→ What you are asked to do:
Extend the forum thread about how people celebrate a good cube solve, picking up right after its final line.

→ Extract:
>>>>>

I would do the Urkel Dance after a great solve.


----------



## IamWEB (May 25, 2009)

The Mail's Arrived!!!

Oh look, a Mr. J. White lawsuit against Shoot. Cubing is serious business.


----------



## andatude (May 25, 2009)

I do the fist pump then stand up and go to the toilet  lol


----------



## FrankLZ (May 25, 2009)

I think that it should be whatever just comes naturally to you in the moment. Nothing too exaggerated and nothing ridiculously muted (ie no acting).


----------



## qqwref (May 25, 2009)

I typically go "yesssss" or "heh." when I get a good solve or a PB. But if it's something really awesome, like I broke a barrier, I'll usually go walk around a bit because I'm so amazed that I got that time.


----------



## rachmaninovian (May 25, 2009)

i broke my 5x5 pb single on the train and I went okay....wasn't that excited or anything...

when I first subed 3 for 5x5 it was on the bus...i went "yes!" with a fist 
I remembered when I first broke 1:50 I swam on the floor for 5 minutes 
so really...it depends on the environment...and my mood...


----------



## gavnasty (May 25, 2009)

i give a little 'whoo'


----------



## Sin-H (May 25, 2009)

Fist bump and maybe a whispered "ya" or "yes"
but when people are watching or in competition, I do a "Hoppa Hoppa" or a "de base!" or a "yes" while hitting my fist up into the air.


----------



## Robert-Y (May 25, 2009)

<<<<<

(Coordinate annotation entries)
>>>>>

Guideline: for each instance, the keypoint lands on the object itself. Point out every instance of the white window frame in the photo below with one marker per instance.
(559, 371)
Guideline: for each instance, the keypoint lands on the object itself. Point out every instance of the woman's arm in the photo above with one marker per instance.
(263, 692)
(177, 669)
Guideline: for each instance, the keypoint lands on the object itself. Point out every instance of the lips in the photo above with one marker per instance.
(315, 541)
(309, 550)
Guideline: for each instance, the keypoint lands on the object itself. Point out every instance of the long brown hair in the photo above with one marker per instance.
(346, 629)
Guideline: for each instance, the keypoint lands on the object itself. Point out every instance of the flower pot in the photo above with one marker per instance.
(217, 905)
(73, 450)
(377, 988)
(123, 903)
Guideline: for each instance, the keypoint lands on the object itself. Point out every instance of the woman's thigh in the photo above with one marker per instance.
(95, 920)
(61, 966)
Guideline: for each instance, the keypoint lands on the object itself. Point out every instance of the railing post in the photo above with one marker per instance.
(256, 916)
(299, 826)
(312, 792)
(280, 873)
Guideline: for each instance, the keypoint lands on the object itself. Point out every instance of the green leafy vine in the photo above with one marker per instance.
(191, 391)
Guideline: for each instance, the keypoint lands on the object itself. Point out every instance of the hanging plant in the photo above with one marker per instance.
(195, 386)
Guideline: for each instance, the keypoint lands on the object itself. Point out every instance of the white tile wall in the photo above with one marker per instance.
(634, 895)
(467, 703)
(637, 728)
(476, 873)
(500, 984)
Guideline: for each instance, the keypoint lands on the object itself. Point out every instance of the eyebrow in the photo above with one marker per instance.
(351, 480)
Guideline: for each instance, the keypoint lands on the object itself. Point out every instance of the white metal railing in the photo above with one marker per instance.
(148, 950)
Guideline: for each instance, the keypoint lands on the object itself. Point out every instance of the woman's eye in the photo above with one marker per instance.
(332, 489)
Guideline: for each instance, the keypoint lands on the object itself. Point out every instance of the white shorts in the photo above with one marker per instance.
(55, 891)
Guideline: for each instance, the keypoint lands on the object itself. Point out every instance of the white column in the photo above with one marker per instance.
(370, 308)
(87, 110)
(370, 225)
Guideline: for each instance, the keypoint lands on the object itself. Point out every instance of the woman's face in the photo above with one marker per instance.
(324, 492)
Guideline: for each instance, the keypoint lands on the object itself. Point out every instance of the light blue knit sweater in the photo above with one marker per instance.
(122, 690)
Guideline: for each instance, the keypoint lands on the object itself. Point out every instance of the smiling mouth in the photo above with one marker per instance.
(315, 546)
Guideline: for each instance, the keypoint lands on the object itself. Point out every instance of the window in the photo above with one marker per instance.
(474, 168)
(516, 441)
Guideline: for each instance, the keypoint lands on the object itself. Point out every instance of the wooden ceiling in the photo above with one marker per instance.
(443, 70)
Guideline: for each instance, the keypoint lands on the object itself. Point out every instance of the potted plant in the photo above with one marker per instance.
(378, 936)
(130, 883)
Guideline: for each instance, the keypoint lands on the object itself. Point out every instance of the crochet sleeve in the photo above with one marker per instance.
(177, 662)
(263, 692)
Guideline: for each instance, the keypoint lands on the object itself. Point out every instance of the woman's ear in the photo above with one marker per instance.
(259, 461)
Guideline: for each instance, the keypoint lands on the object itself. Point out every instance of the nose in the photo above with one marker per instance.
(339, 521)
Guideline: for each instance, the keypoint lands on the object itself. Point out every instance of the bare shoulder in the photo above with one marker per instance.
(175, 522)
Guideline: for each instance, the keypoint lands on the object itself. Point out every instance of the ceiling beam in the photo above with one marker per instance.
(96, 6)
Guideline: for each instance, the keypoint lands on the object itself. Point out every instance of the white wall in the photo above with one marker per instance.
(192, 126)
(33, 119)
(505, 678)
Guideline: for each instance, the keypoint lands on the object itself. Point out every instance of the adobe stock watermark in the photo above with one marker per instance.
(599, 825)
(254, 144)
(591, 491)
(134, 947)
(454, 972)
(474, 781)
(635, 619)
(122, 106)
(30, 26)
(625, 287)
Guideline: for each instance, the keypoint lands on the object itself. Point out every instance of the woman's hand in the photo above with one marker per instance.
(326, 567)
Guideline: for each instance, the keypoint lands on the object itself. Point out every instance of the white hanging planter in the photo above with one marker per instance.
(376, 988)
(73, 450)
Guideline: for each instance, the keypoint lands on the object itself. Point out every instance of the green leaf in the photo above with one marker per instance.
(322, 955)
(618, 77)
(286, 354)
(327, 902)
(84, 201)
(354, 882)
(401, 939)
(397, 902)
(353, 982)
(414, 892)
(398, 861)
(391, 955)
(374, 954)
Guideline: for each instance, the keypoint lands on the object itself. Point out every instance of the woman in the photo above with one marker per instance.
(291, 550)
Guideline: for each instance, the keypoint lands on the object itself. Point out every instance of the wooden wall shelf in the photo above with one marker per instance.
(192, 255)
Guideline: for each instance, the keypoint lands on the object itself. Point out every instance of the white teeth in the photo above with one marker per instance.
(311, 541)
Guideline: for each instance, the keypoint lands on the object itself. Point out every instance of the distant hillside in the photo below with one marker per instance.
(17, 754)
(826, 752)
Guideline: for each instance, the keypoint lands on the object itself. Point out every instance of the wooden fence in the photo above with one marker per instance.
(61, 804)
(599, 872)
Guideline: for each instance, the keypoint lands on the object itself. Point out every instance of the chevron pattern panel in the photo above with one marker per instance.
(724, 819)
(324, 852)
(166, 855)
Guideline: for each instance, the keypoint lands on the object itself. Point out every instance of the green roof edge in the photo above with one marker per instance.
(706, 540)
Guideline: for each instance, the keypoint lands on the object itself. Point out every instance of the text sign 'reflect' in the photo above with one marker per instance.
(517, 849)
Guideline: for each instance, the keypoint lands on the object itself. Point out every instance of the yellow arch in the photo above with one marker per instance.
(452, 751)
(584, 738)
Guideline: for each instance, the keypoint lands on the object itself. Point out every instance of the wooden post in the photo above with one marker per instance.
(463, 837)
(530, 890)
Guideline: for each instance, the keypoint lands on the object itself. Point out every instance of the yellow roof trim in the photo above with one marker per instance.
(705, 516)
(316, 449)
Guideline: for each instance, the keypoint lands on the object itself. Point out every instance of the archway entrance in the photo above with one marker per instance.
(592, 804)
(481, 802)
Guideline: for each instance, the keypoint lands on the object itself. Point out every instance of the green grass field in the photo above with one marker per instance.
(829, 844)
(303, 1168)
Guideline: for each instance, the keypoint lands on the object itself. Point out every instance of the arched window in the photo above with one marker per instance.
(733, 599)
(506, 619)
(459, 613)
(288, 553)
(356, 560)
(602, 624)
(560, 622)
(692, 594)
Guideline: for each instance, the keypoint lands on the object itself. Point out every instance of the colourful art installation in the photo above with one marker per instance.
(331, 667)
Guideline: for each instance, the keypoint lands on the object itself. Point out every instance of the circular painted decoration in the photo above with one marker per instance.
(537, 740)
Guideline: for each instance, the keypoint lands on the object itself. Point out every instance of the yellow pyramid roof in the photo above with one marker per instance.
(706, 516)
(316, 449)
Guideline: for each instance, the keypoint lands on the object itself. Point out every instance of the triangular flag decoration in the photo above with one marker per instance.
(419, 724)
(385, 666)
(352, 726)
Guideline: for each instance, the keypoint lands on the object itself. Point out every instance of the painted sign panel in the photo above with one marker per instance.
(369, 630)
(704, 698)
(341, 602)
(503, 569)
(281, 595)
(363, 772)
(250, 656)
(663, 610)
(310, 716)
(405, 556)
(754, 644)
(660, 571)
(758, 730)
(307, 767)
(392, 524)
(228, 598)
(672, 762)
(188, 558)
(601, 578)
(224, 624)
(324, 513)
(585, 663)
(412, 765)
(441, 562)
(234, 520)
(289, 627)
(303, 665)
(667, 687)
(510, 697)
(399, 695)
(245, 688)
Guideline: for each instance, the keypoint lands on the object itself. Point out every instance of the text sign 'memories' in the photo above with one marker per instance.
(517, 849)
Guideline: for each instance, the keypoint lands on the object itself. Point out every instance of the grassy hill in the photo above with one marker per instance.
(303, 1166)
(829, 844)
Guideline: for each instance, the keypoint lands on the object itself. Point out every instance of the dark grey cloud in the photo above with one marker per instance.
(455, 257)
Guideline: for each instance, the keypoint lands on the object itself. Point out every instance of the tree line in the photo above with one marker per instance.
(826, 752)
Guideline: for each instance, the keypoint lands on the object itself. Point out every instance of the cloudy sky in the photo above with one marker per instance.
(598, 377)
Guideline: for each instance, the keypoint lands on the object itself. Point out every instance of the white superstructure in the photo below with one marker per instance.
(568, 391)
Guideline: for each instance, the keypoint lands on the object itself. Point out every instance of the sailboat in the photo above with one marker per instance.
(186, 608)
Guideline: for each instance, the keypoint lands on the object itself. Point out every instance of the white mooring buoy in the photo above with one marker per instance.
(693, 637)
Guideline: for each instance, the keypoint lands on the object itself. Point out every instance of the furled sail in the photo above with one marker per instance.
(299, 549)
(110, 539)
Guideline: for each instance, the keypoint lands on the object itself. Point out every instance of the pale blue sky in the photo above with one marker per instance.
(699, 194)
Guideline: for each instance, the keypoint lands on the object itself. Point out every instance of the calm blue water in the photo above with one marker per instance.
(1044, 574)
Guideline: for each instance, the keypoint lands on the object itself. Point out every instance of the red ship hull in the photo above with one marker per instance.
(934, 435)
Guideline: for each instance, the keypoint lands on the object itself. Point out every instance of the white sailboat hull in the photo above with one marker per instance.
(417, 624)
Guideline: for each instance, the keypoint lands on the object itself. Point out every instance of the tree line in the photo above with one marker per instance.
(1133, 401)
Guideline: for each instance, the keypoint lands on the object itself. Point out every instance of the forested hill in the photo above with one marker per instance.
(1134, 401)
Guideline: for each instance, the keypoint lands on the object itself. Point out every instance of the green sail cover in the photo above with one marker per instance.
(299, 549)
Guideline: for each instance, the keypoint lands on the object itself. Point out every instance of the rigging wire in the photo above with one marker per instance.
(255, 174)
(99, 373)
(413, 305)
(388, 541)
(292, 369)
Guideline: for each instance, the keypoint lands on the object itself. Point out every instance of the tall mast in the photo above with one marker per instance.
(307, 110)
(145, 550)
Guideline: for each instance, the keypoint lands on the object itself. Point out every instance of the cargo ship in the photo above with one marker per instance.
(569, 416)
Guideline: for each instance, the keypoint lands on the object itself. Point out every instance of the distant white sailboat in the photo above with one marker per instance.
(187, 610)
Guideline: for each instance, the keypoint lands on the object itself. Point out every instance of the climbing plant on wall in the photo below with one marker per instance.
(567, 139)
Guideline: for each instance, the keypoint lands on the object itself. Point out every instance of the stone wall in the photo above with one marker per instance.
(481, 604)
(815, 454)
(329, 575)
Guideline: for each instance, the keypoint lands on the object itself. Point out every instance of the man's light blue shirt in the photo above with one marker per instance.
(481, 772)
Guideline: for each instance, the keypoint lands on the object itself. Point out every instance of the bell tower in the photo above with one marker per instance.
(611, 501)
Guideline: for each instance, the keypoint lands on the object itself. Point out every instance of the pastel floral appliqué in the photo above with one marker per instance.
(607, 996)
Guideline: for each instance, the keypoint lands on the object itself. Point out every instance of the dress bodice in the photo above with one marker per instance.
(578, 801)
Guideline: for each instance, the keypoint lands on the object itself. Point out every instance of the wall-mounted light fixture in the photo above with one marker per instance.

<<<<<

→ Answer for the task:
Whenever I break a computer WR on hi-games.net, I usually type loads of exclamation marks into the chat box e.g. "!!!!!!!!!!!!!!!!!!!!!"


----------



## soccerking813 (May 25, 2009)

I just broke my personal best for 3x3, and I said "Yessssssssssssssssss" like hissing. And then turned halfway around in my chair and did a small two-handed fist pump. For the next one I am going to do this.


----------



## Haste_cube (May 25, 2009)

Nothing special, just now I just said "yes!" then I open my computer and go to speedsolving.com and post this


----------



## sooland (May 25, 2009)

I do the Yu fist thingy, say woah, and go tell my brother.


----------



## Ryanrex116 (May 27, 2009)

IamWEB said:


> Hadley4000 said:
> 
> 
> > Ryanrex116 said:
> ...



I think ill just do the "Woooooaaaa ho ho!" myself from now on.


----------



## shelley (May 27, 2009)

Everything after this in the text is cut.